## [Task instructions]
Which lines below contain the string "windshield"? Return every one of them in full.

Detection examples
+ + + + + + +

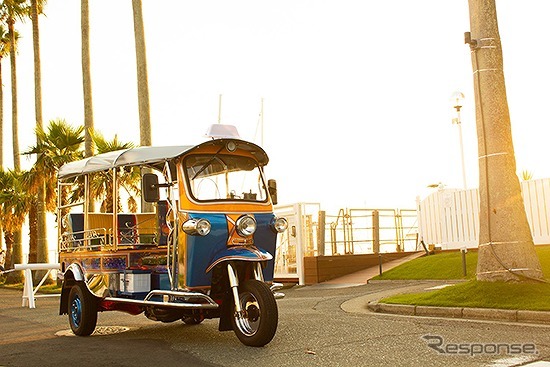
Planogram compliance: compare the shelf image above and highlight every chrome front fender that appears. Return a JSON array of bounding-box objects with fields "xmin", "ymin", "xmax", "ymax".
[{"xmin": 206, "ymin": 246, "xmax": 273, "ymax": 273}]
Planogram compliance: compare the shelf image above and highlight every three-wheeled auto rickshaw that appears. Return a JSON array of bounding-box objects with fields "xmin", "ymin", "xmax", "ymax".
[{"xmin": 57, "ymin": 132, "xmax": 287, "ymax": 346}]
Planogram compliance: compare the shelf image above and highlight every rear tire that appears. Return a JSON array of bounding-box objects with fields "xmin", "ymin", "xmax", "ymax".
[
  {"xmin": 231, "ymin": 279, "xmax": 279, "ymax": 347},
  {"xmin": 68, "ymin": 282, "xmax": 97, "ymax": 336}
]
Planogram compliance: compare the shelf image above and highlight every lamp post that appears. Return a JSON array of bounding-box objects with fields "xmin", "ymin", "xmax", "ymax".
[{"xmin": 451, "ymin": 91, "xmax": 467, "ymax": 190}]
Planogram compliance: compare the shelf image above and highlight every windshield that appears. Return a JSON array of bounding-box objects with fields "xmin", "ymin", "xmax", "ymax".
[{"xmin": 184, "ymin": 154, "xmax": 267, "ymax": 202}]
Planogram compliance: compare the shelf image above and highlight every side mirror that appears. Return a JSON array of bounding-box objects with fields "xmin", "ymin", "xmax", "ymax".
[
  {"xmin": 141, "ymin": 173, "xmax": 160, "ymax": 203},
  {"xmin": 267, "ymin": 180, "xmax": 278, "ymax": 205}
]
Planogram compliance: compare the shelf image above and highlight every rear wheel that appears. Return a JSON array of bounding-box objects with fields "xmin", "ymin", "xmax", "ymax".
[
  {"xmin": 231, "ymin": 279, "xmax": 279, "ymax": 347},
  {"xmin": 69, "ymin": 282, "xmax": 97, "ymax": 336}
]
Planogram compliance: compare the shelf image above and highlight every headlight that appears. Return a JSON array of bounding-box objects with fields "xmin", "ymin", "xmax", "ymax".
[
  {"xmin": 236, "ymin": 215, "xmax": 256, "ymax": 237},
  {"xmin": 271, "ymin": 218, "xmax": 288, "ymax": 233},
  {"xmin": 181, "ymin": 219, "xmax": 211, "ymax": 236}
]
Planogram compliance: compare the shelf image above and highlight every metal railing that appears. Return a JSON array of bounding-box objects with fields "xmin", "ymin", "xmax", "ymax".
[{"xmin": 324, "ymin": 209, "xmax": 418, "ymax": 255}]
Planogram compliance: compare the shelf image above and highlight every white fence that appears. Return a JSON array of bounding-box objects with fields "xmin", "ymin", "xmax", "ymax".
[{"xmin": 417, "ymin": 178, "xmax": 550, "ymax": 249}]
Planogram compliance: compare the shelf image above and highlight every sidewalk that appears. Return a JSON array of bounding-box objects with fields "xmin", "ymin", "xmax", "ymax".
[
  {"xmin": 309, "ymin": 252, "xmax": 550, "ymax": 324},
  {"xmin": 316, "ymin": 251, "xmax": 426, "ymax": 288}
]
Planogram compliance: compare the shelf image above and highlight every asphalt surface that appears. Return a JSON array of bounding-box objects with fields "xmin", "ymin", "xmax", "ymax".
[{"xmin": 0, "ymin": 282, "xmax": 550, "ymax": 367}]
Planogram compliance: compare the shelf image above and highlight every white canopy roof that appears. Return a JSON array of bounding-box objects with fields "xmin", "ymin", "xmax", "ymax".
[{"xmin": 57, "ymin": 139, "xmax": 269, "ymax": 179}]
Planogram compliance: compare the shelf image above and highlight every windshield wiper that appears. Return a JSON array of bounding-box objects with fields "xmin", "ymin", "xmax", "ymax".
[{"xmin": 191, "ymin": 147, "xmax": 225, "ymax": 180}]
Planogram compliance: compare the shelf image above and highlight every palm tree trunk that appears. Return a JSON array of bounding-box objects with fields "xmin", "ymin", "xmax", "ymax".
[
  {"xmin": 4, "ymin": 231, "xmax": 13, "ymax": 270},
  {"xmin": 0, "ymin": 62, "xmax": 3, "ymax": 253},
  {"xmin": 8, "ymin": 19, "xmax": 21, "ymax": 172},
  {"xmin": 469, "ymin": 0, "xmax": 543, "ymax": 281},
  {"xmin": 0, "ymin": 61, "xmax": 4, "ymax": 169},
  {"xmin": 80, "ymin": 0, "xmax": 94, "ymax": 157},
  {"xmin": 132, "ymin": 0, "xmax": 153, "ymax": 212},
  {"xmin": 132, "ymin": 0, "xmax": 151, "ymax": 146},
  {"xmin": 29, "ymin": 0, "xmax": 48, "ymax": 272},
  {"xmin": 6, "ymin": 228, "xmax": 23, "ymax": 284},
  {"xmin": 29, "ymin": 204, "xmax": 37, "ymax": 264}
]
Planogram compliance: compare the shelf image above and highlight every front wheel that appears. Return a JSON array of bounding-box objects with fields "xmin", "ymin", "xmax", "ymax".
[
  {"xmin": 69, "ymin": 282, "xmax": 97, "ymax": 336},
  {"xmin": 231, "ymin": 279, "xmax": 279, "ymax": 347}
]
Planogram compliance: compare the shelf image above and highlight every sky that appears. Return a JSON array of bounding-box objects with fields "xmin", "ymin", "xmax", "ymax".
[{"xmin": 2, "ymin": 0, "xmax": 550, "ymax": 210}]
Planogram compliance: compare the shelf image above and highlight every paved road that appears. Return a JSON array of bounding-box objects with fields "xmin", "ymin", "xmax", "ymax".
[{"xmin": 0, "ymin": 283, "xmax": 550, "ymax": 367}]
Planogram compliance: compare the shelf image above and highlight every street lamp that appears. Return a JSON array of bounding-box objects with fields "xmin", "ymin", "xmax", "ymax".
[{"xmin": 451, "ymin": 91, "xmax": 467, "ymax": 190}]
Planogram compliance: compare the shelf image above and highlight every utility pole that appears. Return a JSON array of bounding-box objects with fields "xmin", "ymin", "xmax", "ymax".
[{"xmin": 465, "ymin": 0, "xmax": 543, "ymax": 281}]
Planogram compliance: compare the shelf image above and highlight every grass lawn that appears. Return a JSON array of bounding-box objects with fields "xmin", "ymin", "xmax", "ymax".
[{"xmin": 375, "ymin": 246, "xmax": 550, "ymax": 311}]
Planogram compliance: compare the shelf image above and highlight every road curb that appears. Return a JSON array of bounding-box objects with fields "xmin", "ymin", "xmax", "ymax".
[{"xmin": 367, "ymin": 301, "xmax": 550, "ymax": 325}]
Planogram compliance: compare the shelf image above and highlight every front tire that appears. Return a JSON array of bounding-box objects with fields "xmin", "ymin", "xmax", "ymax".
[
  {"xmin": 231, "ymin": 279, "xmax": 279, "ymax": 347},
  {"xmin": 68, "ymin": 282, "xmax": 97, "ymax": 336}
]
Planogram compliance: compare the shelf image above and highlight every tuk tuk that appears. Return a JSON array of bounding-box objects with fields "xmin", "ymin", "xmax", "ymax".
[{"xmin": 57, "ymin": 129, "xmax": 287, "ymax": 347}]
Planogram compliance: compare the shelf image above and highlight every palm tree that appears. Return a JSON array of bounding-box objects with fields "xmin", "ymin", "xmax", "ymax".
[
  {"xmin": 132, "ymin": 0, "xmax": 151, "ymax": 146},
  {"xmin": 23, "ymin": 119, "xmax": 84, "ymax": 270},
  {"xmin": 0, "ymin": 0, "xmax": 29, "ymax": 171},
  {"xmin": 0, "ymin": 170, "xmax": 31, "ymax": 283},
  {"xmin": 0, "ymin": 24, "xmax": 10, "ymax": 169},
  {"xmin": 88, "ymin": 131, "xmax": 141, "ymax": 213},
  {"xmin": 0, "ymin": 24, "xmax": 13, "ymax": 256},
  {"xmin": 80, "ymin": 0, "xmax": 94, "ymax": 157},
  {"xmin": 469, "ymin": 0, "xmax": 543, "ymax": 281},
  {"xmin": 29, "ymin": 0, "xmax": 48, "ymax": 270}
]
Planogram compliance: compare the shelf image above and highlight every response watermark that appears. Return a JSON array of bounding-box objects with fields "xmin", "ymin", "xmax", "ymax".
[{"xmin": 422, "ymin": 335, "xmax": 539, "ymax": 357}]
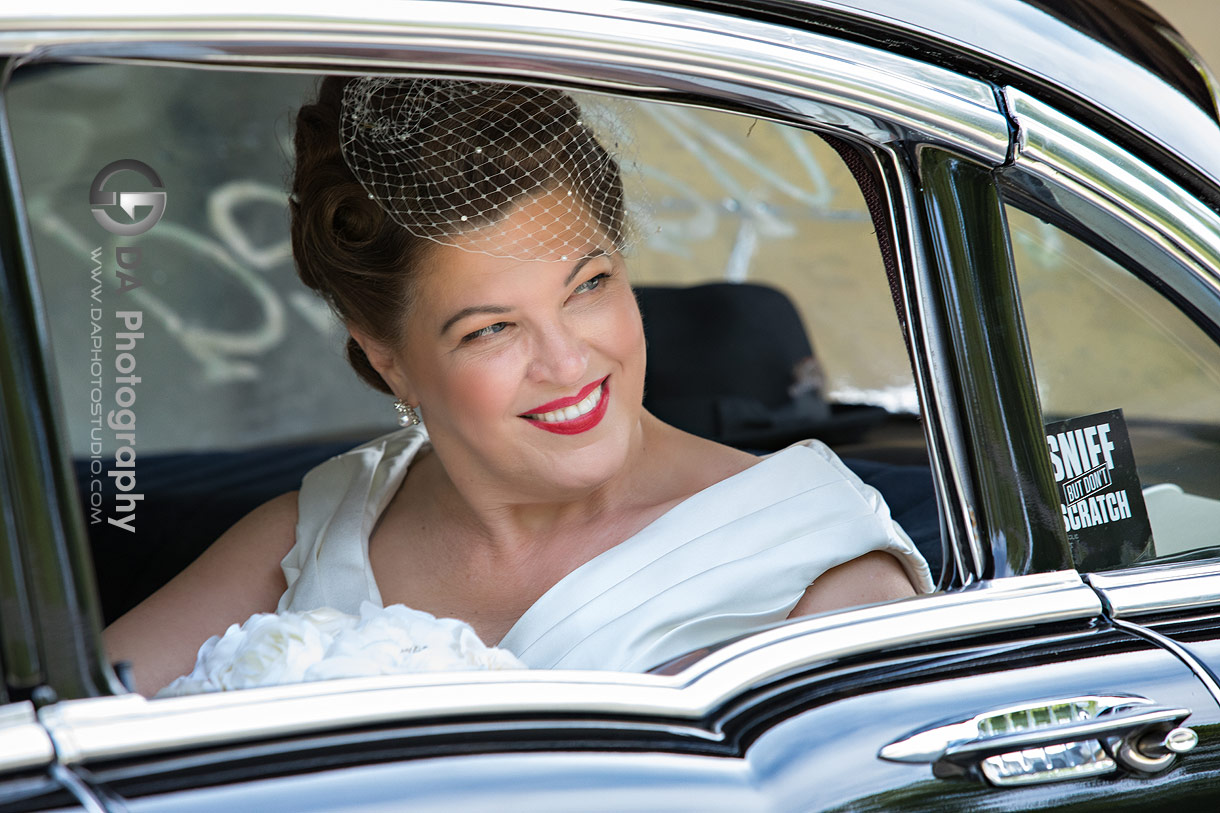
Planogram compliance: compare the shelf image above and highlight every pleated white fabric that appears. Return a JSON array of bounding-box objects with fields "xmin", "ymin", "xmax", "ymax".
[{"xmin": 278, "ymin": 427, "xmax": 932, "ymax": 671}]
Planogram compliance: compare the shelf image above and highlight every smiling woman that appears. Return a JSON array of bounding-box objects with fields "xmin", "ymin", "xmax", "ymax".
[{"xmin": 97, "ymin": 77, "xmax": 932, "ymax": 692}]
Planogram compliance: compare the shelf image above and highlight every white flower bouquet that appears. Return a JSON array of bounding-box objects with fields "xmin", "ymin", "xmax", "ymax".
[{"xmin": 156, "ymin": 602, "xmax": 526, "ymax": 697}]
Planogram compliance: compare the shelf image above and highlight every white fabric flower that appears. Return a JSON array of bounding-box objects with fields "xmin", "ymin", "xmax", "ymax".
[{"xmin": 157, "ymin": 602, "xmax": 526, "ymax": 697}]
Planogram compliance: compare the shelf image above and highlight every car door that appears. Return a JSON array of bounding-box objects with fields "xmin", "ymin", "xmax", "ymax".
[{"xmin": 5, "ymin": 2, "xmax": 1216, "ymax": 809}]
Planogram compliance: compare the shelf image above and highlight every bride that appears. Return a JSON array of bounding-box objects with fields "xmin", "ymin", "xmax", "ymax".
[{"xmin": 106, "ymin": 77, "xmax": 932, "ymax": 695}]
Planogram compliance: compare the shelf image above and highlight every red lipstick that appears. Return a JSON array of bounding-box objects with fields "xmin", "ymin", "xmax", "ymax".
[{"xmin": 519, "ymin": 376, "xmax": 610, "ymax": 435}]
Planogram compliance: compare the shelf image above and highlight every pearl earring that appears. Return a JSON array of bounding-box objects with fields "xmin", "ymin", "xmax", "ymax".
[{"xmin": 394, "ymin": 398, "xmax": 420, "ymax": 426}]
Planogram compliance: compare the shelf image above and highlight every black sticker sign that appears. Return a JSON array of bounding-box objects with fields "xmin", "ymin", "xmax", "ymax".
[{"xmin": 1046, "ymin": 409, "xmax": 1152, "ymax": 571}]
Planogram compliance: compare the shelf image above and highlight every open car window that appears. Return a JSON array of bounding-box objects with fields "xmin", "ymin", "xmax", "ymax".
[
  {"xmin": 7, "ymin": 65, "xmax": 942, "ymax": 688},
  {"xmin": 1008, "ymin": 206, "xmax": 1220, "ymax": 570}
]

+ + + + + + +

## [Output for this exercise]
Planogram compliance: compare the shelf image above and highlight every windshield that appears. Return a JSON array of bounding-box objects with fields "xmin", "ymin", "xmax", "ymax".
Planogram compliance: compare the shelf image above and highlight every windshield wiper that appears. Return a JSON array of bounding-box objects with fields "xmin", "ymin", "xmax", "ymax".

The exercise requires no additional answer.